So the net effect of Congressional CCP cuts has been to prolong US sole reliance on the Russian Soyuz manned capsule at a cost to the US taxpayers of hundreds of millions of dollars.

Indeed, given the crisis in Ukraine and recent Russian launch failures, one might think the Congress would eagerly embrace wanting to reduce our total dependence on the Russians for human spaceflight.

“Unfortunately, for five years now, the Congress, while incrementally increasing annual funding, has not adequately funded the Commercial Crew Program to return human spaceflight launches to American soil this year, as planned,” Bolden’s letter explains.

“This has resulted in continued sole reliance on the Russian Soyuz spacecraft as our crew transport vehicle for American and international partner crews to the ISS.”

“In 2010, I presented to Congress a plan to partner with American industry to return launches to the United States by 2015 if provided the requested level of funding.”

So if Congress had funded the commercial crew program, the US would have launched its first human crews on the CST-100 and crew Dragon to the ISS this year – 2015.

◆ MATERIAL SHOWN
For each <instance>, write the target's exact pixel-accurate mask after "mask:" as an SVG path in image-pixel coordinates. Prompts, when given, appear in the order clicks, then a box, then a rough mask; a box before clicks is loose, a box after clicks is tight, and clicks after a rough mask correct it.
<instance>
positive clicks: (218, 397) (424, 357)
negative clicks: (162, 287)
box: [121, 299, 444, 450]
* * *
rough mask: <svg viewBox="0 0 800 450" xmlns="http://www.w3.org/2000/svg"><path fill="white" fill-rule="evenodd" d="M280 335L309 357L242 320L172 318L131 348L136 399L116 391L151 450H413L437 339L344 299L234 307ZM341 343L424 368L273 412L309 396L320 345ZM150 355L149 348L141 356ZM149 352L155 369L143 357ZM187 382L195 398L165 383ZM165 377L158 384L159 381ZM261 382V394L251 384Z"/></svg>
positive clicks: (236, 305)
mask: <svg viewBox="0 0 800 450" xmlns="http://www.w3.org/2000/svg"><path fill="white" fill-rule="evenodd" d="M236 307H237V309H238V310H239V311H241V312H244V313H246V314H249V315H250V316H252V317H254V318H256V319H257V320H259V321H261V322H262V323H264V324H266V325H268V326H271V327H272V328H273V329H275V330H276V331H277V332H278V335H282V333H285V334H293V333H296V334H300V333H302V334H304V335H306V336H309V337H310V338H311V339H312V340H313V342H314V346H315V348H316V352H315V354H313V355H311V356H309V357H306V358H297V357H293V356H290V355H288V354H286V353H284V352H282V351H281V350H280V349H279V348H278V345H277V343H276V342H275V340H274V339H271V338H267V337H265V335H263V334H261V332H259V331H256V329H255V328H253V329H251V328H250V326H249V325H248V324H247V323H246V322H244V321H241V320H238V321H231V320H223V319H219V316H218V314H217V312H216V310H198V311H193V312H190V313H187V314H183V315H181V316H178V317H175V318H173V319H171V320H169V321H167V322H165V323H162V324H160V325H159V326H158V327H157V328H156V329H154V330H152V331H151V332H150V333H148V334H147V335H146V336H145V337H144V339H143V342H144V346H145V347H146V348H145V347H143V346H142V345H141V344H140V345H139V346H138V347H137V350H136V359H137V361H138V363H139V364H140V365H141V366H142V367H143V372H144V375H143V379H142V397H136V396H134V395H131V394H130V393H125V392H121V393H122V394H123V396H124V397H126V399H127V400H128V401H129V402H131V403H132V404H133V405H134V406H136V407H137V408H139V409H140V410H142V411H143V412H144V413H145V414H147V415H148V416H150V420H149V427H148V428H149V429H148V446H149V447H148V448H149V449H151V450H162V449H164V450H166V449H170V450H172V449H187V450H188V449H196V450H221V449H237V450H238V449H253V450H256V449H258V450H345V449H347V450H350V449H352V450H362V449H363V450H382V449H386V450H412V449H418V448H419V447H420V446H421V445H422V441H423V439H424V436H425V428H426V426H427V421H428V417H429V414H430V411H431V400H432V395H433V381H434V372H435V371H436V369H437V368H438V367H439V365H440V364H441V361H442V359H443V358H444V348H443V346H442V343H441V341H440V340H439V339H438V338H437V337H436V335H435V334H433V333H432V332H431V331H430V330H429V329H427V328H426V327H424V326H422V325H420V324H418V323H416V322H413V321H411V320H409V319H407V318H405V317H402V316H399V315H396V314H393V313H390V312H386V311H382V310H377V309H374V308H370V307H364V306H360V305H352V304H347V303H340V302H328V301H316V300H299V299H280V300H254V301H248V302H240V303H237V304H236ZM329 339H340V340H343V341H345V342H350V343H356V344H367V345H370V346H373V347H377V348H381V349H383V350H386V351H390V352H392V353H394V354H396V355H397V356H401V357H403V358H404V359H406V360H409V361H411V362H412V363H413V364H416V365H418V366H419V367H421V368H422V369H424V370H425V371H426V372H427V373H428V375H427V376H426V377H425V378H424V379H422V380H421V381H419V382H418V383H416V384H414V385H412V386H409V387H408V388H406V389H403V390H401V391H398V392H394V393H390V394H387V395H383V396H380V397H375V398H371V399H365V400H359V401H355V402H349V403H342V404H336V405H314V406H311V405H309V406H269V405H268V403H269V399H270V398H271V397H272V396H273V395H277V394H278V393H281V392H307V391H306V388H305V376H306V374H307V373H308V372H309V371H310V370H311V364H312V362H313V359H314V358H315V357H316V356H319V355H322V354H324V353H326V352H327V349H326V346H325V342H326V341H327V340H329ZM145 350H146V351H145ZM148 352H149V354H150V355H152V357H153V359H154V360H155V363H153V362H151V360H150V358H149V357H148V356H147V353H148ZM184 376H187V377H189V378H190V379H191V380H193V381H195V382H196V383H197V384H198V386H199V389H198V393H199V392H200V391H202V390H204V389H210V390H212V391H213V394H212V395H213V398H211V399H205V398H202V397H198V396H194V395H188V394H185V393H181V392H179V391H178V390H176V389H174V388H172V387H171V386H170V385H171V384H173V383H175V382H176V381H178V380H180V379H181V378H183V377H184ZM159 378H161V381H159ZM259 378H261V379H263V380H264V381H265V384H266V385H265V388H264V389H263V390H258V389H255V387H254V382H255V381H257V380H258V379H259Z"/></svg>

◆ REQUIREMENT 1
Translate this sentence from the passage on commercial crew funding into Spanish: "So the net effect of Congressional CCP cuts has been to prolong US sole reliance on the Russian Soyuz manned capsule at a cost to the US taxpayers of hundreds of millions of dollars."
◆ REQUIREMENT 2
Summarize the passage on commercial crew funding in two sentences.
◆ REQUIREMENT 3
From the passage on commercial crew funding, quote the words between "So if Congress" and "year – 2015.", inclusive.

◆ WRITTEN REPLY 1
Así que el efecto neto de los recortes del Congreso al CCP ha sido prolongar la dependencia exclusiva de Estados Unidos de la cápsula tripulada rusa Soyuz, con un costo para los contribuyentes estadounidenses de cientos de millones de dólares.

◆ WRITTEN REPLY 2
For five years Congress has not adequately funded the Commercial Crew Program, which has prolonged sole US reliance on the Russian Soyuz at a cost to taxpayers of hundreds of millions of dollars. Bolden's letter notes that in 2010 he proposed partnering with American industry to return launches to the United States by 2015, and with that funding the first crews would have flown to the ISS on the CST-100 and crew Dragon in 2015.

◆ WRITTEN REPLY 3
So if Congress had funded the commercial crew program, the US would have launched its first human crews on the CST-100 and crew Dragon to the ISS this year – 2015.